GOAL: Reproduce all of the following data verbatim, without omitting or altering any line.

── SUPPLIED DATA

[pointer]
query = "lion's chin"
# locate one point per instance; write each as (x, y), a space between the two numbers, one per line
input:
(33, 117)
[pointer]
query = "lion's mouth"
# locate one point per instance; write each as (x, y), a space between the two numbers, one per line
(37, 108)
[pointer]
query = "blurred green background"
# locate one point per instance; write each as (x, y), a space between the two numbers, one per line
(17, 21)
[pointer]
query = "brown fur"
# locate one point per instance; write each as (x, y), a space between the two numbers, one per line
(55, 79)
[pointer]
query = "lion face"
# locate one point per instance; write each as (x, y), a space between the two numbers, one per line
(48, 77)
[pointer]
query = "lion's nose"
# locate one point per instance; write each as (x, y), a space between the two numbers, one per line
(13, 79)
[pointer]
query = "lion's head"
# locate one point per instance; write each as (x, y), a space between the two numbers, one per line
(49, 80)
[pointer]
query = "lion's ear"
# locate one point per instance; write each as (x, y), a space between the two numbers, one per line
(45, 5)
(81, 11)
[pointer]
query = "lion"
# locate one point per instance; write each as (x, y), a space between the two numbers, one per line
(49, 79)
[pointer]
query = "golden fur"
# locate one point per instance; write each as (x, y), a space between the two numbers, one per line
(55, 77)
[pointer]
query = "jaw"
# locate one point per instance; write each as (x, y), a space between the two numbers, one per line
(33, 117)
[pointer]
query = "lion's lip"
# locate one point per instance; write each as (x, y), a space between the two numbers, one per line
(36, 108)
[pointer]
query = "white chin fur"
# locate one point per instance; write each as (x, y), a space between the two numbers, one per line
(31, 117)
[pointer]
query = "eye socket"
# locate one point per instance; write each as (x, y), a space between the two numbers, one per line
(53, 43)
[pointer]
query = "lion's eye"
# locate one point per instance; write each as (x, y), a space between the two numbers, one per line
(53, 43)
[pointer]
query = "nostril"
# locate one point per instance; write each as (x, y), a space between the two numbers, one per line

────

OUTPUT OF THE EXERCISE:
[pointer]
query = "lion's chin"
# locate one point per instance; write each as (x, y), a space between the two numbers, one per line
input:
(33, 117)
[pointer]
query = "lion's mouth"
# locate one point per instance; write each as (x, y), a space between the two numbers, one per line
(37, 108)
[pointer]
query = "blurred green background"
# locate one point per instance; write each as (x, y), a space between the two numbers, one per line
(17, 21)
[pointer]
query = "brown fur"
# locate one point per instance; write each as (x, y), a space between the two numbers, one per line
(55, 79)
[pointer]
query = "lion face"
# locate one point per instance; write each as (x, y), a space between the two numbers, one per line
(48, 77)
[pointer]
query = "lion's nose"
# locate one point per instance; write each as (x, y), a space between the two numbers, one per line
(13, 79)
[pointer]
query = "lion's head"
# locate one point per instance; write each as (x, y), a space between the two numbers, one per line
(49, 80)
[pointer]
query = "lion's ear"
# locate one point per instance; write each as (x, y), a space between the two numbers, one per line
(45, 5)
(81, 11)
[pointer]
query = "lion"
# locate one point per instance; write each as (x, y), a space between the two numbers, one per line
(49, 79)
[pointer]
query = "golden fur"
# locate one point per instance; write each as (x, y), a space between the two numbers, one per line
(55, 77)
[pointer]
query = "jaw"
# locate one point per instance; write each as (x, y), a space between the two numbers, one per line
(33, 117)
[pointer]
query = "lion's lip"
# locate one point per instance; write each as (x, y), a space between the two numbers, one per line
(36, 108)
[pointer]
query = "white chin fur"
# locate one point per instance; write each as (x, y), a space between the two numbers, one per line
(31, 117)
[pointer]
query = "eye socket"
# locate one point per instance; write each as (x, y), a space between the two numbers, one per line
(53, 43)
[pointer]
query = "lion's eye"
# locate one point per instance; write each as (x, y), a space between the two numbers, one per line
(53, 43)
[pointer]
query = "nostril"
# locate one point per instance; write each as (x, y), a space between the two numbers, one per line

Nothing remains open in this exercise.